Page text:
# Not pregnant :(



## Vizslalover925 (Mar 15, 2013)

Hey everyone,

The litter that I was supposed to get my puppy from ended up not happening because the breeder realized 6 weeks after being bred that she was not pregnant.  i just found this out today. Does anyone know if any reputable breeders (preferrably Southern CA but willing to ship) that will have a puppy ready to go home in August or September? 

Thanks guys!


----------



## MilesMom (Jun 21, 2012)

Check the recent thread called 'cancelled litter'. Same exact thread. So sorry about the disappointment! 

As I mentioned in that thread, I know rusty dog ranch and moonlight vizslas are expecting a fall/ winter litter but I do not know how long their wait lists are. Our dogs are from RDR and we waited awhile for them. Our second was just born. Other reputable breeders I have heard of in SoCal are Mudbone, red diamond, and russet leather but I am not sure of their litter schedule. 

Good luck!!


----------



## MCD (May 4, 2013)

I know of possibly 2 breeders in Canada Specifically Ontario. But I again don't know how long their wait lists are and when puppies are actually due and can go home. I believe they are Ferngold Vizslas in Unionville. and the other is Chakra Vizslas in Peterborough. These 2 are listed in the Vizsla Society of Ontario on their breeder's list. I have had contact with at least a few breeders from this list in trying to get Dharma who was born on May 24. She come home to us in July.


----------



## WillowyndRanch (Apr 3, 2012)

Free Professional advice removed by Author.


----------



## JoanTheJet (Oct 24, 2012)

You should check out Chenoweth Farms Vizslas/Countryside Kennels. They are out of Illinois. Great people, and we have the sweetest little girl from them! We shipped to CO, I don't think it was overly costly.

GOOD LUCK!!


----------



## JoanTheJet (Oct 24, 2012)

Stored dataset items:
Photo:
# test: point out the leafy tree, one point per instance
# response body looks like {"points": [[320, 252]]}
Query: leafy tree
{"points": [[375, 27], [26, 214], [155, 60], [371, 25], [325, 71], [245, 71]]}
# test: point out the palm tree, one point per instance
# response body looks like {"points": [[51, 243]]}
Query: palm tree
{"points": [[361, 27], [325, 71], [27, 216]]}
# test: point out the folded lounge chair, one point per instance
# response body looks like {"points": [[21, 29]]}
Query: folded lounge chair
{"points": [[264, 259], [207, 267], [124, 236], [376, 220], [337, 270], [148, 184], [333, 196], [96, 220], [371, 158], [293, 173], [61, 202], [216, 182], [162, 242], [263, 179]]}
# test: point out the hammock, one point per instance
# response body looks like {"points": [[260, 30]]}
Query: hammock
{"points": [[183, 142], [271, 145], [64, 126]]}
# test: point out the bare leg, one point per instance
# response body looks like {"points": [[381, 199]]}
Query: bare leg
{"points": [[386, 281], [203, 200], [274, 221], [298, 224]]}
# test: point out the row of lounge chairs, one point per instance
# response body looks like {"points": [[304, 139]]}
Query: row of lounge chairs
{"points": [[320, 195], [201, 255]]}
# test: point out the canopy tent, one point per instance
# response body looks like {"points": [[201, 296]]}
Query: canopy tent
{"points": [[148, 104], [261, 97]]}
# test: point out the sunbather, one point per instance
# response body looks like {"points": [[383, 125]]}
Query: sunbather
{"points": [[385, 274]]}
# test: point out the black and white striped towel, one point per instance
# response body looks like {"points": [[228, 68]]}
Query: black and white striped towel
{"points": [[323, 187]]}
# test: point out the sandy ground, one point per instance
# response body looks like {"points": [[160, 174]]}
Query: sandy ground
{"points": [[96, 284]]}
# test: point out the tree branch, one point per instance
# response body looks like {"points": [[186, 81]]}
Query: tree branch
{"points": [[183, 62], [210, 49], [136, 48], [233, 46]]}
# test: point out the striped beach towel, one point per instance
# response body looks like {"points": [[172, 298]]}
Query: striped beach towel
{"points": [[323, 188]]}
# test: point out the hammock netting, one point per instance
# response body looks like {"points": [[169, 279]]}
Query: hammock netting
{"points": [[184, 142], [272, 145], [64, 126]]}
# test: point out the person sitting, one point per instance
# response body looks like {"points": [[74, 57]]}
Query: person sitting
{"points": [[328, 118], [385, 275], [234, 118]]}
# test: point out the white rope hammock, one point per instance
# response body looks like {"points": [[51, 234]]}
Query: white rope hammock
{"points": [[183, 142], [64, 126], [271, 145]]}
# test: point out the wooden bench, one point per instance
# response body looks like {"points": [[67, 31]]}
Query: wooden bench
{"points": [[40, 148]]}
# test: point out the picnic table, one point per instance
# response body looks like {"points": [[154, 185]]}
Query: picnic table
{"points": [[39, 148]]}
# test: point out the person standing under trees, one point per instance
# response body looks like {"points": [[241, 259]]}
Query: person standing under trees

Short task 1:
Say whether each statement below agrees with the Vizsla puppy thread. Answer yes or no for each, and quote the exact words from the thread that decide it.
(a) The breeder learned six weeks after breeding that the dog was not pregnant.
(b) MilesMom's dogs came from Moonlight Vizslas.
(c) JoanTheJet had her puppy shipped to Colorado.
Short task 2:
Carry on the Vizsla puppy thread from where it stops.

Expected output 1:
(a) Yes: "the breeder realized 6 weeks after being bred that she was not pregnant"
(b) No: "Our dogs are from RDR"
(c) Yes: "We shipped to CO"

Expected output 2:
ALSO.....make sure to check YouTube and Facebook. Chenoweth Farms has a YouTube channel because that is how they show their dogs to the buyers from out of state. They have an awesome lady named Irene who takes care of all the puppies full time. I felt it REALLY helped with Joan's temperament.


----------



## mswhipple (Mar 7, 2011)

Vizslalover925, I'm sorry for your disappointment!!  You will get just the right puppy before too long.

And look at it this way... The two Vizslas involved in the unsuccessful attempt had a little extra fun, at least! ;D


----------



## lpdonahue (May 20, 2013)

We got our male from a breeder in Montana. She shipped our male to us all the way in Vermont. Her name is Brianna Rhoten 952-201-6126 i dont know if she is still breeding but you can try. Our Ruger is beautiful and a great dog.


----------



## Rudy (Oct 12, 2012)

Southern Cal

and San D.

"RedHawk Vizslas" 

"Firestormbirddogs.com" 

Tell them big Nordic sent you ;D

these 2 Humblecous mates

Warren a stud dog handler field or show 

$1,500 per pup need phone numbers feel free

Hunting and Show machines


----------



## jld640 (Sep 29, 2010)

We had good luck with Rocky Mountain Vizslas in Ramona, CA. I've been to 2 of her reunions and all of the other families seem happy with their pups, too. I'm not sure what Marilyn's schedule is for litters, but in my opinion, it's worth checking.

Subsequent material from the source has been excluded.